* Assignment 1:
In the overview of Mandler's group research, which organization currently supports the Nanoparticle-Imprinted Matrix project?
* Assignment 2:
Carry on the overview of Mandler's group research from the point where it stops.

Given text below:

Mandler's group deals with a wide range of scientific activities spanning from basic to applied research. The common base of these activities is electrochemistry, surface science and coatings. During the last years, we have specifically focused on the following research activities:

Nanoparticle-Imprinted Matrix (NAIM)

This is a field, which was initiated by us a few years ago and is an interesting expansion of the well-established molecularly imprinted polymer (MIP) approach. We have shown that nanovoids can be formed by adsorbing nanoparticles on solid electrodes followed by filling the non-occupied areas in between the nanoparticles with a matrix formed usually by electropolymerization. Then, the nanoparticles are removed and the nanovoids can be used to reuptake the originally imprinted nanoparticles. We have demonstrated that to achieve a high reuptake efficiency there must be not only a physical matching of the size and structure between the nanovoid and the nanoparticle but also a chemical matching of their surface functionalities. This project which is currently supported by the Israel Science Foundation has already resulted in very nice papers and interesting findings^1-3. For example, we have shown that NAIM systems imprinted with nanoparticles stabilized by different isomers are highly selective towards the initially imprinted nanoparticles. Furthermore, a NAIM system for the selective recognition of nanoparticles in the gaseous phase has also been designed. This is a field that we have only touched its tip and we are currently exploring more and more exciting aspects and applications.

End of Given text.
Data for analysis below:

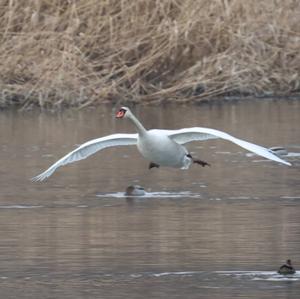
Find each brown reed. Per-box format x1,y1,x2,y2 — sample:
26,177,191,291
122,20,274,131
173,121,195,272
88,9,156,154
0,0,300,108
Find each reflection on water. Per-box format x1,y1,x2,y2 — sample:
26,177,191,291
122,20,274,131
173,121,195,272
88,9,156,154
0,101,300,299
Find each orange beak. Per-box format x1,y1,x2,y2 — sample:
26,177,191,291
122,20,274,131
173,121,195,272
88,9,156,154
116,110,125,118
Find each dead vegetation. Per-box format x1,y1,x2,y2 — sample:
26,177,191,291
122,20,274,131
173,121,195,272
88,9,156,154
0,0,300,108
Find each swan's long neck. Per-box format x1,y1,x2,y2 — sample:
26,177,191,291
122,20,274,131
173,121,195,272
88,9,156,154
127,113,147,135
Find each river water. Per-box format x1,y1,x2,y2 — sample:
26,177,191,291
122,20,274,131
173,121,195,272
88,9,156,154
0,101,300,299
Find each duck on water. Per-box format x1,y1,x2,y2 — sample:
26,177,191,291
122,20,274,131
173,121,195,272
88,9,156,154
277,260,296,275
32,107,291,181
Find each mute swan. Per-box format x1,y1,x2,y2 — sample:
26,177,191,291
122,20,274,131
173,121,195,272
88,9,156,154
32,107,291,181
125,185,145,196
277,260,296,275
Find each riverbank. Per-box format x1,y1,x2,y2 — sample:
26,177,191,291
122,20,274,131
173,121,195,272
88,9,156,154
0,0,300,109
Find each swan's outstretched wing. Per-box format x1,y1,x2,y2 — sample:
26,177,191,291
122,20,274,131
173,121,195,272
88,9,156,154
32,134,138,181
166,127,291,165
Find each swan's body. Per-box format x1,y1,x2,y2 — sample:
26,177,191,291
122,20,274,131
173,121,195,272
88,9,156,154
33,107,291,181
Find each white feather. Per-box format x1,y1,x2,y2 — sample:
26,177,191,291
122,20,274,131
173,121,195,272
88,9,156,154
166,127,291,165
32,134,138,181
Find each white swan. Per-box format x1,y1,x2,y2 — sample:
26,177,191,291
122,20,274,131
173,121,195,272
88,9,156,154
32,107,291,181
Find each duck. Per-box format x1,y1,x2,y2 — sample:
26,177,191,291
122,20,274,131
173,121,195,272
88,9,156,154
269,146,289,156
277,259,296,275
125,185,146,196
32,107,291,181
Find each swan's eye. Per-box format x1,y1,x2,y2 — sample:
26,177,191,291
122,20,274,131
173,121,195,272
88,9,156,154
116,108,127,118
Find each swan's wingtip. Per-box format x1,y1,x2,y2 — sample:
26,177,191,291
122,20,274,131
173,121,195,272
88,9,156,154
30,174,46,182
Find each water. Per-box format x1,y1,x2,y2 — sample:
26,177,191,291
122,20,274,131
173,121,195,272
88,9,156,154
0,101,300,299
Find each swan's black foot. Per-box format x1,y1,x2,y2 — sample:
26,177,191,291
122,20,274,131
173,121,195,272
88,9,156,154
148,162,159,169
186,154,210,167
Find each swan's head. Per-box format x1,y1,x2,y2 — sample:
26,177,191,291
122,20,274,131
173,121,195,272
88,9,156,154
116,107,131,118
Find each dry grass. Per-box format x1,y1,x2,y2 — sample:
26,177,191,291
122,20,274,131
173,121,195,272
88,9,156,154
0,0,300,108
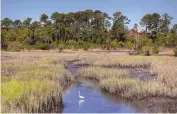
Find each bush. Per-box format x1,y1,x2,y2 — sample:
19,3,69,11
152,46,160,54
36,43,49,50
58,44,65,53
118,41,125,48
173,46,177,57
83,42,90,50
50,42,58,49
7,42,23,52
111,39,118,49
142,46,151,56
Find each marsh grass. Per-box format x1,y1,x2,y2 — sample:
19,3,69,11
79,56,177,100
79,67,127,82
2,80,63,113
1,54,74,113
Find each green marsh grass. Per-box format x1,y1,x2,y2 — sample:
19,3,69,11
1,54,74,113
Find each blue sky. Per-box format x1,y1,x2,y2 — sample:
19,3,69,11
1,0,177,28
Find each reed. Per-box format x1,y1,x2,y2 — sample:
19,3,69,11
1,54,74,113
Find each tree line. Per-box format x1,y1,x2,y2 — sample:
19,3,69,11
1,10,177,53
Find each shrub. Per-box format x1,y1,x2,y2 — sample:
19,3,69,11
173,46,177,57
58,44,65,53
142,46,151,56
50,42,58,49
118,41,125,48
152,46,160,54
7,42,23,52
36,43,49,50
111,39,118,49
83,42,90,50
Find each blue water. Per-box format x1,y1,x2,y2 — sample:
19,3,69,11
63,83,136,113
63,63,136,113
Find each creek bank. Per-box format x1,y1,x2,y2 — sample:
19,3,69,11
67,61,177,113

End of Data for analysis.
Data for analysis below:

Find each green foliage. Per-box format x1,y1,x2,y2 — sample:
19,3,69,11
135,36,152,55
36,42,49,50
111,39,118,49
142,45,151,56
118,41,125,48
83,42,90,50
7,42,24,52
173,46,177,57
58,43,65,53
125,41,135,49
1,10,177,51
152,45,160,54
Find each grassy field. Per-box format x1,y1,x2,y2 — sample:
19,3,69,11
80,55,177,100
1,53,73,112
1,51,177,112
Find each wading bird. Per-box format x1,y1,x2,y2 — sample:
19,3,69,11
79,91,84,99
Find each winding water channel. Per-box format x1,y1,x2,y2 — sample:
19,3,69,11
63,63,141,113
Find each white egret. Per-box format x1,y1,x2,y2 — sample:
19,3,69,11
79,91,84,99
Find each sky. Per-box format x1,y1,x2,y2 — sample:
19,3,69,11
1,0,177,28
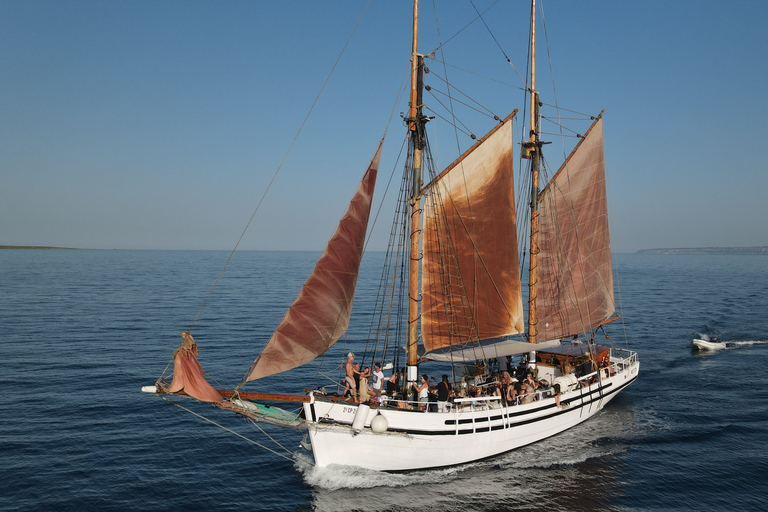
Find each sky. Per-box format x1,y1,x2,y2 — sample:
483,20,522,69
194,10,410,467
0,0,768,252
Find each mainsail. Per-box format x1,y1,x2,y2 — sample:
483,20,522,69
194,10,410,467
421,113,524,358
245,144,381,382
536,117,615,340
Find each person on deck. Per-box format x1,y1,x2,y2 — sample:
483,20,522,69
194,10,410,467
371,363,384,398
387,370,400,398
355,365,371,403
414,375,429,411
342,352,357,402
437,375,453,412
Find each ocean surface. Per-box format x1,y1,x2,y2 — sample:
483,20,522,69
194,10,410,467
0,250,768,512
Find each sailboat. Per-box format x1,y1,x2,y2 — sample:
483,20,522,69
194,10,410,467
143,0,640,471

End of Data for analysis.

* Exercise output 1:
The Israel Science Foundation.

* Exercise output 2:
 

(1)        Savchenko, P.; Zelikovich, D.; Sinai, H. E.; Baer, R.; Mandler, D. The Effect of the Capping Agents of Nanoparticles on Their Redox Potential. J. Am. Chem. Soc. 2024, 146, 22208-22219.

(2)        Zelikovich, D.; Savchenko, P.; Mandler, D. High Recognition of Isomer-Stabilized Gold Nanoparticles through Matrix Imprinting. ACS Appl. Mater. Interfaces 2023, 15, 32687-32696.

(3)        Zelikovich, D.; Dery, L.; Sagi-Cohen, H.; Mandler, D. Imprinting of nanoparticles in thin films: Quo Vadis? Chem. Sci. 2023, 14, 22.

 

 

Silica nanoparticles of different sizes accommodate nanocavities imprinted by 100 nm nanoparticles.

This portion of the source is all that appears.